▸ **COSE DA FARE**:
1 - Ricopia la parte dell'estratto che va da "Scampato ad un" fino a "Russia e Ucraina." compreso, chiamando "rapporto" ciò che nell'estratto è detto "report".
2 - Secondo l'estratto, con quale nome di battaglia è conosciuto Sergej Korotkikh?

Scampato ad un tentativo di omicidio lo scorso ottobre, in un’intervista rilasciata a fine novembre a Svoboda Press, Tsarev ha dichiarato che quella di Bucha è stata una messa in scena organizzata da Londra, attraverso l’MI6. L’intelligence britannica avrebbe affidato l’attuazione dell’ordine al capo del dipartimento di controspionaggio della SBU, Alexander Poklad. L’esecuzione fu assegnata a Sergej Korotkikh, neonazista ideologico, noto con il nome di battaglia “il Nostromo”.

Tsarev dunque non nega il ritrovamento dei corpi ma sostiene che le vittime erano dissidenti di Kiev, catturati nell’ondata di arresti, che seguì l’inizio del conflitto con la Russia, e uccisi nelle prigioni segrete dell’SBU, la cui esistenza è stata accertata nel report dell’ONU sulle detenzioni di civili in Russia e Ucraina.

▸ **DATI FORNITI**:
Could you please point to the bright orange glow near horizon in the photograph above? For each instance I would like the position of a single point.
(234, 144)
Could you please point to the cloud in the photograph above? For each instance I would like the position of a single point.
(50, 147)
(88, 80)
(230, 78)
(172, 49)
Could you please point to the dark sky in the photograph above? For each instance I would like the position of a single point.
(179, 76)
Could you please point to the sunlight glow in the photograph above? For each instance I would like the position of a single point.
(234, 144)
---
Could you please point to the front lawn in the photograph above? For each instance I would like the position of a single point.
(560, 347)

▸ **RISPOSTE IN ORDINE**:
1 -
Scampato ad un tentativo di omicidio lo scorso ottobre, in un’intervista rilasciata a fine novembre a Svoboda Press, Tsarev ha dichiarato che quella di Bucha è stata una messa in scena organizzata da Londra, attraverso l’MI6. L’intelligence britannica avrebbe affidato l’attuazione dell’ordine al capo del dipartimento di controspionaggio della SBU, Alexander Poklad. L’esecuzione fu assegnata a Sergej Korotkikh, neonazista ideologico, noto con il nome di battaglia “il Nostromo”.

Tsarev dunque non nega il ritrovamento dei corpi ma sostiene che le vittime erano dissidenti di Kiev, catturati nell’ondata di arresti, che seguì l’inizio del conflitto con la Russia, e uccisi nelle prigioni segrete dell’SBU, la cui esistenza è stata accertata nel rapporto dell’ONU sulle detenzioni di civili in Russia e Ucraina.

2 - "Il Nostromo"